Answer from the battle of New Orleans account below:
(a) At what distance from the front of Jackson's entrenchments did the enemy erect two other batteries on the night of the thirty-first?
(b) What did the British use in place of cotton bales at their embrasures?
(c) How many Americans were killed and wounded on the 1st of January, 1815?

Start of Source passage

BATTLE OF NEW ORLEANS, JANUARY 8, 1815.

These demonstrative movements of the enemy, with his busy reconnoitering, foreboded an attack in force.

In the night of the thirty-first he erected, under cover of darkness, two other batteries of heavy guns at a distance of six hundred yards from the front of Jackson's entrenchments, on a ditch running along the side of Chalmette's plantation, at distances of three and six hundred yards from the river. During the night the men working on the platforms and mounting the ordnance could be distinctly heard.

On the morning of the 1st of January, 1815, the earth was veiled by a dense fog until eight o'clock. As the misty cloud lifted above the horizon, the enemy opened up a terrific fire from his three batteries in front, mounting respectively two, eight, and eight pieces of heavy cannon. A meteor-like shower of Congreve rockets accompanied the balls, filling the air for fifteen minutes with these missiles of terror. The two batteries nearest the river directed their fire against McCarty's house, some hundreds of yards behind our front line, where Jackson and his staff had their headquarters. In less than ten minutes more than one hundred balls, rockets, and shells struck the house. Bricks, splinters of wood, and broken furniture were sent flying in all directions, making the premises dangerously untenable. General Jackson and his staff occupied the house at the time; yet, strange to say, not a person was even wounded. There is no account that the old hero "ingloriously fled," but it is in evidence that he retired with commendable dispatch to a safer place.

Though the batteries of the enemy were in a better position, on a lower plane, and with a narrower front than those of the Americans, the gunners of the latter fired with more precision and effect on this day, and on other occasions, as their own officers afterward admitted. In an hour's time the fire from the enemy's side began to slacken, and continued to abate until noon, when his two batteries to the right were abandoned. Our balls dismounted several of his guns early in the day, and in the afternoon the greater part of his artillery was dismounted or unfit for service. The carriages of three of the guns on the American side were broken, and two caissons, with over one hundred rounds of ammunition, were blown up by rockets, at which the enemy loudly cheered. The cheeks of the embrasures of our batteries were formed of cotton bales, which the enemy's balls struck, sending the cotton flying through the air. The impression that Jackson's breastwork line was constructed of bales of cotton is a mistake. Bales of cotton were used only at the bottom and sides of the embrasures, for a firmer support for the artillery, beneath a casing of heavy plank. The British, in the absence of cotton bales, used hogsheads of sugar, which were conveniently near, for the same purposes. These our shot easily knocked to pieces, saturating the damp earth around with the saccharine sweets. Our breastworks were more substantially and easily made of the alluvial earth.

The guns of the British batteries nearest the levee were directed in part against the marine battery across the river during the day, but with little effect. Before the close the enemy's guns were silenced, and several of them abandoned. The British columns were in readiness, drawn up in several parallel lines, prudently awaiting in the back ditches and the trenches between the batteries a favorable moment to advance to an assault of our lines. In this they were disappointed; the superiority of the American artillery left them no hope of an advantage by breaching our lines with this arm. That this was their object their own authorities state. The losses this day of the Americans were thirty-five killed and wounded; the enemy admitted a loss of seventy-five. During the night of the first of January, the latter succeeded in removing his heavy guns from the dismantled batteries, dragging them off with much difficulty through the mired earth.

End of Source passage
Start of Data

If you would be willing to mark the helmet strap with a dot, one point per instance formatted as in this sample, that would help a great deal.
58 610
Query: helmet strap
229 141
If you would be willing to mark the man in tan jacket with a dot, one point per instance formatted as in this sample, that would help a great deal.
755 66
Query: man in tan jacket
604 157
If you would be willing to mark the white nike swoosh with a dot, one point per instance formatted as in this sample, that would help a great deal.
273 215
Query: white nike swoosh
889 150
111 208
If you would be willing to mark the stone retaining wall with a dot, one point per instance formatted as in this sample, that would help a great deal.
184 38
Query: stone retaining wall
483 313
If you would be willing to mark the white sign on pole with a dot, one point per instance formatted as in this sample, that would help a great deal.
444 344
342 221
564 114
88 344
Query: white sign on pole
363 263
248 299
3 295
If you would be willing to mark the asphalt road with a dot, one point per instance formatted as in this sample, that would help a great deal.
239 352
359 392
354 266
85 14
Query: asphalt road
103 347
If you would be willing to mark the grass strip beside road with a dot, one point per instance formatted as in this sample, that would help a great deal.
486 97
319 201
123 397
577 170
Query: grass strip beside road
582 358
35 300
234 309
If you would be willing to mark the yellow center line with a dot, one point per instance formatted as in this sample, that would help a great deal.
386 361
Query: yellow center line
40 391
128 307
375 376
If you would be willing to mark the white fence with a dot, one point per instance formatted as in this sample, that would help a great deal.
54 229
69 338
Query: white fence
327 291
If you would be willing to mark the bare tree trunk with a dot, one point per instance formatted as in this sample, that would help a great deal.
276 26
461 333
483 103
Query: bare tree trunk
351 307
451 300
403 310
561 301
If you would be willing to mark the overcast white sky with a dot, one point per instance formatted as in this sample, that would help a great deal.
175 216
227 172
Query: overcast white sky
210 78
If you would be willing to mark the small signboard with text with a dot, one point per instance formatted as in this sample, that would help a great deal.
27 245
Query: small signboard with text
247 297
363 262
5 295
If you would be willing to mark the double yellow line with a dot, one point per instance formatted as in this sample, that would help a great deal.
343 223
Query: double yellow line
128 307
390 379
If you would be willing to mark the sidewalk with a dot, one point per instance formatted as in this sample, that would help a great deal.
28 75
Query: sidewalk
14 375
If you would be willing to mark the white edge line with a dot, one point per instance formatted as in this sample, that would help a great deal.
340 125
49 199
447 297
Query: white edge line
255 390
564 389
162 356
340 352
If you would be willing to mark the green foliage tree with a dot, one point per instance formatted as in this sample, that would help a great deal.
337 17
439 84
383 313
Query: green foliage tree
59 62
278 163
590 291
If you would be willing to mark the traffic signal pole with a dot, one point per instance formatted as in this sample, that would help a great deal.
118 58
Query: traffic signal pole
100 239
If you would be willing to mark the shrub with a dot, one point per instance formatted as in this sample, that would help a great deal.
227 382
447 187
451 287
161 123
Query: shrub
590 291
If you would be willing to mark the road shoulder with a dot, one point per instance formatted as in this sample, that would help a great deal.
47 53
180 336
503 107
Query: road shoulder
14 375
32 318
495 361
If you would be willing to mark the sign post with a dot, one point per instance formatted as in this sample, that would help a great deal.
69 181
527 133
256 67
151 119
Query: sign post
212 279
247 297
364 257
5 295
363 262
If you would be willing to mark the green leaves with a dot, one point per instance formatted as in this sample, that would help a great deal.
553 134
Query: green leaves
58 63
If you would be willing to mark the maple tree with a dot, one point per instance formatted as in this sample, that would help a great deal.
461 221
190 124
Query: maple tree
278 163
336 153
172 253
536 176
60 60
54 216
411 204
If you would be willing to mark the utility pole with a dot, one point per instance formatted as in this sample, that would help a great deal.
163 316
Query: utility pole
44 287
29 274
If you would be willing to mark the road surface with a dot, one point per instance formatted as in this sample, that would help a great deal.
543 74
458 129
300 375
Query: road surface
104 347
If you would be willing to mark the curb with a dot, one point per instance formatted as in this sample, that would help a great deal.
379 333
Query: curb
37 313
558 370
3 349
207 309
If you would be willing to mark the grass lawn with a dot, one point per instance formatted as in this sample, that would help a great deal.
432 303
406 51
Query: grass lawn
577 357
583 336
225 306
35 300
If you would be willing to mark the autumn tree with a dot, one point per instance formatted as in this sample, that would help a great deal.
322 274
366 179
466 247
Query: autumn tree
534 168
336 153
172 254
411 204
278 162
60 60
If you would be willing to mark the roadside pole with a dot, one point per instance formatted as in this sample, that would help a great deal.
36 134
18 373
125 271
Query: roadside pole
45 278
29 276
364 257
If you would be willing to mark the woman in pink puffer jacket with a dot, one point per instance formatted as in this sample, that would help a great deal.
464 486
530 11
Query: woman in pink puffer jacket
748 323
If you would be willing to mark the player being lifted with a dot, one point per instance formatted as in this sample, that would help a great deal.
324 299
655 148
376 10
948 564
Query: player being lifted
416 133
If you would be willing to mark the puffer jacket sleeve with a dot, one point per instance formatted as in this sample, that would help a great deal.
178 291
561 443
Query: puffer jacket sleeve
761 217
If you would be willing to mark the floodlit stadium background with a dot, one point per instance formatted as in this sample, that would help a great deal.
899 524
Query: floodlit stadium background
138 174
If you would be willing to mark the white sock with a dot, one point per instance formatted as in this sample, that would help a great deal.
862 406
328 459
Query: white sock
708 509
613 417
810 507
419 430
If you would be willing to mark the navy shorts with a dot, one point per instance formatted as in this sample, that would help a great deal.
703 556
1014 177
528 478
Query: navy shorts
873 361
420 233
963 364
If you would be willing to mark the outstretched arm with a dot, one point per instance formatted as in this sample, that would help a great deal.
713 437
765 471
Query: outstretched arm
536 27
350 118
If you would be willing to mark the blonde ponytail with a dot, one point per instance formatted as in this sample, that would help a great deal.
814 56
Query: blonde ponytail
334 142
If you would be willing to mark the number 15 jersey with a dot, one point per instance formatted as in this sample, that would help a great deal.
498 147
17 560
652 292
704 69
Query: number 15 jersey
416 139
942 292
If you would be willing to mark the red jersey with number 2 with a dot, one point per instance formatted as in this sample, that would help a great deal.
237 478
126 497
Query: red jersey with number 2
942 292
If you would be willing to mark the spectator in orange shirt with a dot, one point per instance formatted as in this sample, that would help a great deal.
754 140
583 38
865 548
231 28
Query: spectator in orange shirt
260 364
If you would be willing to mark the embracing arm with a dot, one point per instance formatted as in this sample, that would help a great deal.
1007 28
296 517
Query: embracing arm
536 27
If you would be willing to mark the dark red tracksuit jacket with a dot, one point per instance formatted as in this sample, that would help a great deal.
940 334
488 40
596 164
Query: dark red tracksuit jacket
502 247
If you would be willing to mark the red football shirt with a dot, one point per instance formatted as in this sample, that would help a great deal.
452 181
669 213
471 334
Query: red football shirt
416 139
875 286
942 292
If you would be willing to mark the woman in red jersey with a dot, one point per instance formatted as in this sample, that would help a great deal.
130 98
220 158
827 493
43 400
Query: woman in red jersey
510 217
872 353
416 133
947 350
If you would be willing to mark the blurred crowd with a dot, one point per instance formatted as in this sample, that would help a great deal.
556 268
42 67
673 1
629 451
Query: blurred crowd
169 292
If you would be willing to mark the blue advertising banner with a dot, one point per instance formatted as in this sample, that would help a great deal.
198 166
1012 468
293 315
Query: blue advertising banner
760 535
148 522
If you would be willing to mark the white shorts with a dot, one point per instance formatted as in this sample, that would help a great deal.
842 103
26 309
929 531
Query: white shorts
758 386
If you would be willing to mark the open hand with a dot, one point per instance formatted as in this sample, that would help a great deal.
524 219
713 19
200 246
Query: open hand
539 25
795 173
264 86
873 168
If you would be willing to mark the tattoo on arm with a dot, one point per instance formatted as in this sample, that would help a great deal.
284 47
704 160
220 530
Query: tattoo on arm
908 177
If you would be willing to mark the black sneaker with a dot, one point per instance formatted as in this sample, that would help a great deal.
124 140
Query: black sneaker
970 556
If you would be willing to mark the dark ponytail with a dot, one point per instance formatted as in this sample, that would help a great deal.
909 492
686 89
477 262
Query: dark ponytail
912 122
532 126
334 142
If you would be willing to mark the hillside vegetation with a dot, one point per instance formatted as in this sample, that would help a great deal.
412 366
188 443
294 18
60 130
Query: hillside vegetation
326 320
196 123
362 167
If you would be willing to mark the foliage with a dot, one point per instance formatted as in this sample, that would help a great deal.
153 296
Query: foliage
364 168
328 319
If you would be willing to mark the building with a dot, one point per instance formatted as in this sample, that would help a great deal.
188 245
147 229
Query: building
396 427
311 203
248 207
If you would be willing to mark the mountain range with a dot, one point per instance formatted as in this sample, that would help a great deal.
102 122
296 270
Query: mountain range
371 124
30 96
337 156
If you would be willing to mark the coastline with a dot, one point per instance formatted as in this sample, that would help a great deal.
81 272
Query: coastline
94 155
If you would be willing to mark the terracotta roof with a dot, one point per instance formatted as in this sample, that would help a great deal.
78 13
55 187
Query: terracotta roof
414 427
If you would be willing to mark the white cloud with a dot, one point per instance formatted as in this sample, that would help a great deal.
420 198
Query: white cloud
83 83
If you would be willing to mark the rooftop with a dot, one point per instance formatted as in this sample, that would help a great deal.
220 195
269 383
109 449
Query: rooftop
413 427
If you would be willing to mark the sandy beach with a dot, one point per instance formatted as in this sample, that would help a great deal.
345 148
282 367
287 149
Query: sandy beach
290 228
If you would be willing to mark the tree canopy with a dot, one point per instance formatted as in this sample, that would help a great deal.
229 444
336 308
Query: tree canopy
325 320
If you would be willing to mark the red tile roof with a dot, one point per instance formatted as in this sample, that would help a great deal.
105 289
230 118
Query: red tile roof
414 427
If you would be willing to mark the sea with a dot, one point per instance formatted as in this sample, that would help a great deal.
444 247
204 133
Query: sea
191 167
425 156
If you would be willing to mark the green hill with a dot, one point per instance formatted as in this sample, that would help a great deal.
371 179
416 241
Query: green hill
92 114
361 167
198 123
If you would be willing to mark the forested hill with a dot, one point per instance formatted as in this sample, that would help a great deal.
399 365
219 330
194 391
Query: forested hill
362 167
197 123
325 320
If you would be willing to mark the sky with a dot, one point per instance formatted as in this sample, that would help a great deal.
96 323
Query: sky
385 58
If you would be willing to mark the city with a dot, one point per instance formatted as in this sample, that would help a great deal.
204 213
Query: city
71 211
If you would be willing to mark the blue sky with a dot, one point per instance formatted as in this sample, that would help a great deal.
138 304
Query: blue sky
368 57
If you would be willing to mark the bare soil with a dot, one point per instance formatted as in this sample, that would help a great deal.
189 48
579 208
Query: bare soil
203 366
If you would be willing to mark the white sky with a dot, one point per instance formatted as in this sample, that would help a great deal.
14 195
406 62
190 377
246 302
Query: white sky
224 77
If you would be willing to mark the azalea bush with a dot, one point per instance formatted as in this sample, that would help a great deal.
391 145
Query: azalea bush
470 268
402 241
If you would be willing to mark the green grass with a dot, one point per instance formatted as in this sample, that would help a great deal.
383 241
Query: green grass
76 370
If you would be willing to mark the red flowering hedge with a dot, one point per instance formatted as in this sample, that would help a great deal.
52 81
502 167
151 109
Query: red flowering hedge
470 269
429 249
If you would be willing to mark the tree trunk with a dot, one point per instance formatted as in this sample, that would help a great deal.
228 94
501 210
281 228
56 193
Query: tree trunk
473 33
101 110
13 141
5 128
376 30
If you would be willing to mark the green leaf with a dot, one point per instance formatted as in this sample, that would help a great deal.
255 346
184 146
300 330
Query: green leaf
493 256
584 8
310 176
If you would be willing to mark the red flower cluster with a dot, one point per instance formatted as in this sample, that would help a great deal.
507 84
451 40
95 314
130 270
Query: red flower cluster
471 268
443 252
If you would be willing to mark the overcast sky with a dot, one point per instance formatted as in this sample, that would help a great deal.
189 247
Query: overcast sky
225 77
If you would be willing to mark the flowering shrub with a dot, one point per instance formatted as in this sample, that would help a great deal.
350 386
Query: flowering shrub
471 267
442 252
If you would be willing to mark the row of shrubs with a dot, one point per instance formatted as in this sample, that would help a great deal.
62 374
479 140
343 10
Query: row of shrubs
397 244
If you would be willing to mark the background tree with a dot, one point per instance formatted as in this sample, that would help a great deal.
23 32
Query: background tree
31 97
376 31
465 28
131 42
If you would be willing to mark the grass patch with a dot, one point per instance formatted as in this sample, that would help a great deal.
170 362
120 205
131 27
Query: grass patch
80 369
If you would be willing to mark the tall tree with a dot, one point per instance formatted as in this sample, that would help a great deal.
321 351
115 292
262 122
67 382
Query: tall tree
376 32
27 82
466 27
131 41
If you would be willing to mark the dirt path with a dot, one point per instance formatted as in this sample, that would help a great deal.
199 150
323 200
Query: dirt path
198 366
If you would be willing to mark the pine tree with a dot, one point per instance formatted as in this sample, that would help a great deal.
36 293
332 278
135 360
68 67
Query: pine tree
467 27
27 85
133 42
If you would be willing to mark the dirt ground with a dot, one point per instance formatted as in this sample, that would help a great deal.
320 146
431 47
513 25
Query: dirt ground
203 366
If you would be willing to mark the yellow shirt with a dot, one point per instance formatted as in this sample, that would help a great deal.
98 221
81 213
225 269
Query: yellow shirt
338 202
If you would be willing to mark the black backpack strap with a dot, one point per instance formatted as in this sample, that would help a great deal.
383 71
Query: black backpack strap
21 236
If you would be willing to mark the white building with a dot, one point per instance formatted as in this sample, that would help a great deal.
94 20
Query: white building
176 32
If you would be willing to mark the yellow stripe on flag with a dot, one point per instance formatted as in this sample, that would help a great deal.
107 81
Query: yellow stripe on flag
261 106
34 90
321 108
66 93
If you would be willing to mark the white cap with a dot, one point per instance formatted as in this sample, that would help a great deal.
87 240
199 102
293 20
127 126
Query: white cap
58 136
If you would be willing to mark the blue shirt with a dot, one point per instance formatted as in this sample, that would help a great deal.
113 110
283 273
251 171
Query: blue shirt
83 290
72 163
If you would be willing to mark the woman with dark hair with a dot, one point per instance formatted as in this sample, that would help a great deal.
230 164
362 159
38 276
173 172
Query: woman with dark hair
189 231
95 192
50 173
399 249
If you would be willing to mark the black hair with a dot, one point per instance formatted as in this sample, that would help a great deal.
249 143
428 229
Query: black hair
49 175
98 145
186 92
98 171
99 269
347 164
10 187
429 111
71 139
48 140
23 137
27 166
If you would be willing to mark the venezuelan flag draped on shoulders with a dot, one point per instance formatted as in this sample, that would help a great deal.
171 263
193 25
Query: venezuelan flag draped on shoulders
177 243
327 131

End of Data

Exercise result:
(a) Six hundred yards.
(b) Hogsheads of sugar.
(c) Thirty-five.